#### Source text:
○ ○ ○ ○ ○

Cellulose-dissolving solvents

Another category of solvent pretreatment involves the use of cellulose-dissolving solvents, such as cadoxen, concentrated mineral acids, DMSO, and zinc chloride (10, 12). While these agents can be effective at directly releasing sugars from the carbohydrate fractions of biomass and/or producing a solid residue containing cellulose that is highly digestible by enzymes, the use of such solvents in pretreatment processes for the production of fuels and commodity chemicals from biomass will be challenging due to the expense of such catalysts, catalyst recycle requirements, and the requirement for clean process streams for subsequent biological conversions.

14.5.4 Supercritical fluid pretreatments

Biomass pretreatment processes using supercritical fluids to extract lignin from biomass feedstock have been investigated. A number of different supercritical fluids (alone or in mixtures) have been investigated, although the most common approaches utilize water, carbon dioxide, or ammonia (14, 68). While supercritical pretreatment conditions can effectively remove lignin and produce pretreated biomass that exhibits good enzymatic digestibility, the economic viability and practical operation of processes at supercritical operating conditions have not been effectively demonstrated. Of greatest concern are the extremely high-pressure requirements (generally above 10 MPa) of these processes.

○ ○ ○ ○ ○

#### Provided material:

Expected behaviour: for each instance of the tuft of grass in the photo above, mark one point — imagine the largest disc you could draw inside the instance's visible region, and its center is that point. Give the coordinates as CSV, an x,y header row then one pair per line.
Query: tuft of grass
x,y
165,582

○ ○ ○ ○ ○

#### Instructions for the task:
Copy out the biomass pretreatment passage above word for word, everything from "14.5.4 Supercritical fluid" down to "of these processes.".

#### Reply:
14.5.4 Supercritical fluid pretreatments

Biomass pretreatment processes using supercritical fluids to extract lignin from biomass feedstock have been investigated. A number of different supercritical fluids (alone or in mixtures) have been investigated, although the most common approaches utilize water, carbon dioxide, or ammonia (14, 68). While supercritical pretreatment conditions can effectively remove lignin and produce pretreated biomass that exhibits good enzymatic digestibility, the economic viability and practical operation of processes at supercritical operating conditions have not been effectively demonstrated. Of greatest concern are the extremely high-pressure requirements (generally above 10 MPa) of these processes.